> MATERIAL SUPPLIED:
****

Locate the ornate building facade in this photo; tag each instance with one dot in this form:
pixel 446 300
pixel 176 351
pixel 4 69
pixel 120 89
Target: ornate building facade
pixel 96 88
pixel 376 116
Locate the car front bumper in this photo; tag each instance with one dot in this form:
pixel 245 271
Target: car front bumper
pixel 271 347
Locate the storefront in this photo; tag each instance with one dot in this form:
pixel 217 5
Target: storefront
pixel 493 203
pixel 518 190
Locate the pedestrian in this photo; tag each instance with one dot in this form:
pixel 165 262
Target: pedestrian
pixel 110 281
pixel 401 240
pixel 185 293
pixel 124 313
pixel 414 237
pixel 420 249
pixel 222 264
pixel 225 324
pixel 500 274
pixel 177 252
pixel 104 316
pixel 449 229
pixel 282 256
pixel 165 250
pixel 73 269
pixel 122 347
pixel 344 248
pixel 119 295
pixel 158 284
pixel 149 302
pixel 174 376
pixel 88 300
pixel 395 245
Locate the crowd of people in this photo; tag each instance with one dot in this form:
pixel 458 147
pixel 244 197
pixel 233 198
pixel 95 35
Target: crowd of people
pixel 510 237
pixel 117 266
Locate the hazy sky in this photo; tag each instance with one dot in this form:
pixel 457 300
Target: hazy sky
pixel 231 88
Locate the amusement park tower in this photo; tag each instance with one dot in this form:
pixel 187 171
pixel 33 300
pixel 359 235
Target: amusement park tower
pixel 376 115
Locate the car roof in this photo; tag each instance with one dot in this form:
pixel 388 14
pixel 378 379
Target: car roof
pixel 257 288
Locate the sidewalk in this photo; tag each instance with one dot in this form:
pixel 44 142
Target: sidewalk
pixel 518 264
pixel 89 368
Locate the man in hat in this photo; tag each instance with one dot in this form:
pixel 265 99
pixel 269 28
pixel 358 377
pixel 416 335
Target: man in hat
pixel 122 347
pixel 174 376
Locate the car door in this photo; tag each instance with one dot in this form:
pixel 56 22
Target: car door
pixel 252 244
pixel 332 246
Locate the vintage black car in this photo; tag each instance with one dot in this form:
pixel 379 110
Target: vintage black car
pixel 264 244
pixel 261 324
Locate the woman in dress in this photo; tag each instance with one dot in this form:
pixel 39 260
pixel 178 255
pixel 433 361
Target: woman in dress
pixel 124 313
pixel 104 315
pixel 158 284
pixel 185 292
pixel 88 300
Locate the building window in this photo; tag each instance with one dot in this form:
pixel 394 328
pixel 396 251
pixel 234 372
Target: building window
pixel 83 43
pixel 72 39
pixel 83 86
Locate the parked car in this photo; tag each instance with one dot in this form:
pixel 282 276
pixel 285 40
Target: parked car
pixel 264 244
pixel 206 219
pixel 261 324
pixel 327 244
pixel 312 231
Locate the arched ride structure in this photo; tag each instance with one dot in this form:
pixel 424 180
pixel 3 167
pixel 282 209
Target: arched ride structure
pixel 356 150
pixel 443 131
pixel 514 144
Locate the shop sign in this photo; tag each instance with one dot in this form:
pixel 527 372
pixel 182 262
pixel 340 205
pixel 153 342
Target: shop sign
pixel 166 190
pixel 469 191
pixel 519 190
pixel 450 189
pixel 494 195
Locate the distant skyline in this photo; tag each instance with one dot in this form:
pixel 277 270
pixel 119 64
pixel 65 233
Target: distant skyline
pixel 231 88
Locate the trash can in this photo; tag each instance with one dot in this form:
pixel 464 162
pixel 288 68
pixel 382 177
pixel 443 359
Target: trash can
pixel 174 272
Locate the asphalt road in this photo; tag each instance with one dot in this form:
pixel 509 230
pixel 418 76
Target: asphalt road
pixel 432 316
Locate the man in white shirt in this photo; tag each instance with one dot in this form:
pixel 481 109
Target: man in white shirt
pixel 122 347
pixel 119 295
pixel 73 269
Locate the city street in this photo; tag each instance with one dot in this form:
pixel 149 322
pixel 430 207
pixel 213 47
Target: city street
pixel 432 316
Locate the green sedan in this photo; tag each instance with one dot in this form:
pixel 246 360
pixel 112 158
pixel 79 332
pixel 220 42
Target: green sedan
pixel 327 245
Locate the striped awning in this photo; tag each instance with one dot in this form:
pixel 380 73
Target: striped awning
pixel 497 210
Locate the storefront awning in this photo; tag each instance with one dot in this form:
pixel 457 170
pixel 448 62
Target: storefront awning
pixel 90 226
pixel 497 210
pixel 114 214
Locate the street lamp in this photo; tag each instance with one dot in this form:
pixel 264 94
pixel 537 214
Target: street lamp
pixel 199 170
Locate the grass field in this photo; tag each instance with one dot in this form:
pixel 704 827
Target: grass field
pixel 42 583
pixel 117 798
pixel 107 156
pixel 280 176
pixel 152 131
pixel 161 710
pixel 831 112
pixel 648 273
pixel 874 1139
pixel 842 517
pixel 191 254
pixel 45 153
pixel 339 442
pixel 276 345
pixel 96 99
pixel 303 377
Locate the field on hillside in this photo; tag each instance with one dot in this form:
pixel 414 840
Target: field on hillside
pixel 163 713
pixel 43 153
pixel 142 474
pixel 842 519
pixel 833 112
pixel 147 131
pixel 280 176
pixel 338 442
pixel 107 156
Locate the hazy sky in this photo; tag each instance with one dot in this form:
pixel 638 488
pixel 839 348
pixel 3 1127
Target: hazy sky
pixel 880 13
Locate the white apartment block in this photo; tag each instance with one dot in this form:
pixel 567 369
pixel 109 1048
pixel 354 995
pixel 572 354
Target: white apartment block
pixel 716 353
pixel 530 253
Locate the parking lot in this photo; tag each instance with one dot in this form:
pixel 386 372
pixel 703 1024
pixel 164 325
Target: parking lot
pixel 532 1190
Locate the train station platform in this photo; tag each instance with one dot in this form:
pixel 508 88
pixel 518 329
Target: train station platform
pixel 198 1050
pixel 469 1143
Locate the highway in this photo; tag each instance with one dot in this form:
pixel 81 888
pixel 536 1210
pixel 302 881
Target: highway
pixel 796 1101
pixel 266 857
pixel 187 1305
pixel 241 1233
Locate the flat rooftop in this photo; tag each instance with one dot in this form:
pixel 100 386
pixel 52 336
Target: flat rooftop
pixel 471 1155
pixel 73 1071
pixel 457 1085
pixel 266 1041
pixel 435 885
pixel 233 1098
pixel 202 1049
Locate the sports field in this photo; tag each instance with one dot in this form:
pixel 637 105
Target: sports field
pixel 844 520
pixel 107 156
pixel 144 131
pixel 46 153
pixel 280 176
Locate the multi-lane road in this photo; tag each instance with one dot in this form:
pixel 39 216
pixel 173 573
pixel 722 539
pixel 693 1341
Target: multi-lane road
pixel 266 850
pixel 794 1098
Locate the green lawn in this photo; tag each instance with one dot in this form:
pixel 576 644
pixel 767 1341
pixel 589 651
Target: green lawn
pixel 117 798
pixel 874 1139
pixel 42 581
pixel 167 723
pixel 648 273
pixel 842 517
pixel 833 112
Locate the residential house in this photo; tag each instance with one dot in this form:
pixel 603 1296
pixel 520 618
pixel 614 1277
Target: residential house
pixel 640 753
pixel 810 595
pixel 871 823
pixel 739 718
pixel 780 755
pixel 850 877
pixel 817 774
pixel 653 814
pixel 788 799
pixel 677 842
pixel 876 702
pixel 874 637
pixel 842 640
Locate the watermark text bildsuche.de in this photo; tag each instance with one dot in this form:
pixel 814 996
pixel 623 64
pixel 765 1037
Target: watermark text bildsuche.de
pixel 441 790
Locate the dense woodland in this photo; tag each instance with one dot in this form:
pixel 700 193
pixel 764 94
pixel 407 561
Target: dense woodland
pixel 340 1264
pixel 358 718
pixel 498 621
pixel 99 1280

****

> AIM OF THE TASK:
Repeat the lines word for word, from the first line of the records up to and including the line containing "pixel 376 116".

> WRITTEN ANSWER:
Locate the ornate building facade in this photo; tag each instance with one dot in this form:
pixel 446 300
pixel 176 351
pixel 4 69
pixel 120 89
Target: ornate building facade
pixel 96 88
pixel 376 116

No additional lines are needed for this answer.